## Given exercise
Reproduce every line of the records below, requests included, and scale each coordinate in the answers by 1.75, rounding to the nearest whole number with halves going up.
Available records start
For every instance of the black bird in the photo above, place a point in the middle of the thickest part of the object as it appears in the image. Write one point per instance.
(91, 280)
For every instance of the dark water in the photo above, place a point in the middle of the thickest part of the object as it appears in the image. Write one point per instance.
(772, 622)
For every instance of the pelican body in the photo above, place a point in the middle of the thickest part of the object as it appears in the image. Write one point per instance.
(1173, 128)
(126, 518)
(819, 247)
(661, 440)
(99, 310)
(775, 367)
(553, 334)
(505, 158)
Available records end
## Reply to the exercise
For every instance of the black bird in the photo above, place a point in the middle of the thickest part of the object as it appears in the image. Write one point per instance.
(159, 490)
For every instance of the dark water in the photo above, place a point in the middle of the thickest part of the object as it appears in the image. Write one point per instance.
(1351, 1089)
For every instance of the pelican body in the photo above, place a point in the middle of the thickest part of the object as it appears in the image. Write one point per instance.
(2053, 224)
(221, 907)
(1433, 432)
(1157, 770)
(173, 543)
(1356, 642)
(968, 585)
(884, 277)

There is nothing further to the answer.